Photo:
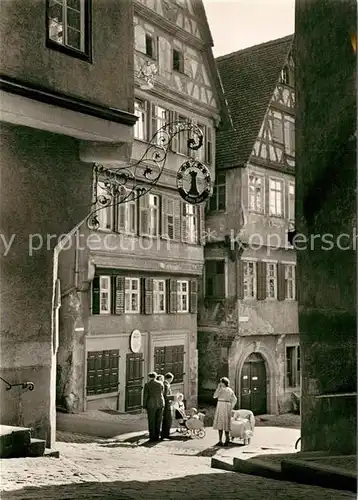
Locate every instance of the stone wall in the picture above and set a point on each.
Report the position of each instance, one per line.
(326, 205)
(45, 190)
########
**TASK ITEM**
Beginning at the line that holds "Locate every instance", reproduce each line of the records above down to and including the last one.

**SOLUTION TO THIS EXERCISE**
Locate every instance of the stone wall in the picture above and set a point on each.
Report the position of each instance, one per line.
(326, 205)
(45, 190)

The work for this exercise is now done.